Where a line of the material contains the string "target", copy that line.

◆ RECORDS TO USE:
____
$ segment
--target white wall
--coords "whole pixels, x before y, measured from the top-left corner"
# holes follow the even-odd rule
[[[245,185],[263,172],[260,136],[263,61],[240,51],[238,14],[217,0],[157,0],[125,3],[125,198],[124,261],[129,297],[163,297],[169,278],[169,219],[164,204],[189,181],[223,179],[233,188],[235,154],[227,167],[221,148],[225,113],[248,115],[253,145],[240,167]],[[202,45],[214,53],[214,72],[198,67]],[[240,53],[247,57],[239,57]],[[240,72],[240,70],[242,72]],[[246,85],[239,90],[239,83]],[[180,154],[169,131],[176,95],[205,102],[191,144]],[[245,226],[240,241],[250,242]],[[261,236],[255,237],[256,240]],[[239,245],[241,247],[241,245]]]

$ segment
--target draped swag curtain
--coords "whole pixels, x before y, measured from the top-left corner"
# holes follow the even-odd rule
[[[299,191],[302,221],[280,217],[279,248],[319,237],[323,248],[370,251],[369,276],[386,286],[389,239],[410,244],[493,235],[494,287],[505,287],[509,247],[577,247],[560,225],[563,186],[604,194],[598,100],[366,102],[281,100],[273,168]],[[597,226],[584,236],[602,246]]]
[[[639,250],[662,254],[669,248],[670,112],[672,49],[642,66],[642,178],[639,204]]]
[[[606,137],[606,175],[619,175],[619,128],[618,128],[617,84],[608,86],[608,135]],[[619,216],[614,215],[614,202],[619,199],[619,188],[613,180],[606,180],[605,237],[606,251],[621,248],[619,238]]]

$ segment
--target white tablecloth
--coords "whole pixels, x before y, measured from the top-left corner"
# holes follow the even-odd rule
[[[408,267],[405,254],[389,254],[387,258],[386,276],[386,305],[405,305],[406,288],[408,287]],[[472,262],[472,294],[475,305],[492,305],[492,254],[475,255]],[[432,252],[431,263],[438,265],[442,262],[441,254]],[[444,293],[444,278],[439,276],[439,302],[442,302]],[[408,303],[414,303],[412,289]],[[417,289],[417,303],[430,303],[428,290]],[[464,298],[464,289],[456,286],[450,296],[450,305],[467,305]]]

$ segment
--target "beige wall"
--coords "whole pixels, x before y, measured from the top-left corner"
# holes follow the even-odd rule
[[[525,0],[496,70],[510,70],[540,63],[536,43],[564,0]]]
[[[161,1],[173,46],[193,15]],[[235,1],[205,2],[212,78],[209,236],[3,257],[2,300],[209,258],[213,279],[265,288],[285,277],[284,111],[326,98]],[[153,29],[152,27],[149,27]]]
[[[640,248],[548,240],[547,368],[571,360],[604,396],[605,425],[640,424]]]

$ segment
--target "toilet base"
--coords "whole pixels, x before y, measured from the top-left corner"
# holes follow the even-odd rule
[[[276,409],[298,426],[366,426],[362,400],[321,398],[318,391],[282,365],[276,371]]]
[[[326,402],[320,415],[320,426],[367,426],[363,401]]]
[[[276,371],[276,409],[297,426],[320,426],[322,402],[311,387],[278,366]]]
____
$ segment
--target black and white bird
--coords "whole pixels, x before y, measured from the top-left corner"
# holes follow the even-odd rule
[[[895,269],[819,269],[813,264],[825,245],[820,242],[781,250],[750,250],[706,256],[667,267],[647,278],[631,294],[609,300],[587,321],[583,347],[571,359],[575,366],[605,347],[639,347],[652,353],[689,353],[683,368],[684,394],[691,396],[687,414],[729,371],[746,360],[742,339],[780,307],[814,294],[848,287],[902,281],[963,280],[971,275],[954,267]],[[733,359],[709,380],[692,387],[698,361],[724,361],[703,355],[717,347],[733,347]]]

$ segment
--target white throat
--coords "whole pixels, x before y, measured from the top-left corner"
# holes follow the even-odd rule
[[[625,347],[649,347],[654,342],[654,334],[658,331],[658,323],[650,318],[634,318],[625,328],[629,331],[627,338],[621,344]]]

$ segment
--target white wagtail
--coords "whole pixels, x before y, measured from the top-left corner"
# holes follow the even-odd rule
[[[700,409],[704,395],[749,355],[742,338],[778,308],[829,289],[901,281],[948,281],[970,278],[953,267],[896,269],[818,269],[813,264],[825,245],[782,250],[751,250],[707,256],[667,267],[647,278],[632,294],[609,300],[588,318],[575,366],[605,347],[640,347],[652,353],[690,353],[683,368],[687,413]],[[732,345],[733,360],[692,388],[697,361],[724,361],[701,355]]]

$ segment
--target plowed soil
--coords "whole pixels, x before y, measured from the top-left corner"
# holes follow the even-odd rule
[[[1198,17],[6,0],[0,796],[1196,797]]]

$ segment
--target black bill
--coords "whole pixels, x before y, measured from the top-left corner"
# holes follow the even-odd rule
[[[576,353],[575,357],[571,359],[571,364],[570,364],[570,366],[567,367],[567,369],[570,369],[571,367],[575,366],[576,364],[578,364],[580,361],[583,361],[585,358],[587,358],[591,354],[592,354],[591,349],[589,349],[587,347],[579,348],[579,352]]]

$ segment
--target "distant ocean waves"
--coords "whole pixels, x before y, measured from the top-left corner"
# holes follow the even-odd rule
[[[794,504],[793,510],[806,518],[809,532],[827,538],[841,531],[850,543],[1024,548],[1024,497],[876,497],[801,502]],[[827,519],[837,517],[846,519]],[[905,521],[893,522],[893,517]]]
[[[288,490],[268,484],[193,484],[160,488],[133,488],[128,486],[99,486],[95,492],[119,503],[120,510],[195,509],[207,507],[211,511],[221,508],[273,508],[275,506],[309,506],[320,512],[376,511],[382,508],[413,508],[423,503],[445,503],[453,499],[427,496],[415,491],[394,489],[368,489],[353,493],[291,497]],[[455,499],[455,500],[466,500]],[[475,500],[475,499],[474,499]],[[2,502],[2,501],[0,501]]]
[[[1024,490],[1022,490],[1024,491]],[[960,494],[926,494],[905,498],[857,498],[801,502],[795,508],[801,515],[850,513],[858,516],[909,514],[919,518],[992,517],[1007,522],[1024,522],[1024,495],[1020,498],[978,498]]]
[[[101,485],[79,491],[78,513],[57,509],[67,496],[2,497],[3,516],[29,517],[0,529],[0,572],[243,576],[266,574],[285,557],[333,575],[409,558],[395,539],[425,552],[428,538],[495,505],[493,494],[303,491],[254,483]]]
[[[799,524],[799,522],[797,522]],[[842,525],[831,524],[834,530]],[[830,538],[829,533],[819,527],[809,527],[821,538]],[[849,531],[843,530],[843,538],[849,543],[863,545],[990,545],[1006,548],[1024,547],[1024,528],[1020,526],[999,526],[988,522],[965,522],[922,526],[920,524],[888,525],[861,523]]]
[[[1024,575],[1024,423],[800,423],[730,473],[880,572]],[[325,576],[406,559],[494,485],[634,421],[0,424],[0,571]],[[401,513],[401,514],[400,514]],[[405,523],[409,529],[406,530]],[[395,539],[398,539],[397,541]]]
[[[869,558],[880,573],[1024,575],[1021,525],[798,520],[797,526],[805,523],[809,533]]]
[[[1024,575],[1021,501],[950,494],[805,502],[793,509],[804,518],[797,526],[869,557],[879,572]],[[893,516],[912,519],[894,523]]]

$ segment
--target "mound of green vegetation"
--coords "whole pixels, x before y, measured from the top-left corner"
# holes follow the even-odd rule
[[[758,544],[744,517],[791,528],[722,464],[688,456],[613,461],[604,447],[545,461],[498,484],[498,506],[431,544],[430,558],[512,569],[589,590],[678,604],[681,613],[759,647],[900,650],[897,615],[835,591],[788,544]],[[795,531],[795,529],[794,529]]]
____
◆ THE ANSWER:
--target white wall
--target draped swag curtain
--target white tablecloth
--target "beige wall"
--target "toilet base"
--target black and white bird
--target white throat
--target white wagtail
--target plowed soil
--target black bill
--target "distant ocean waves"
--target "mound of green vegetation"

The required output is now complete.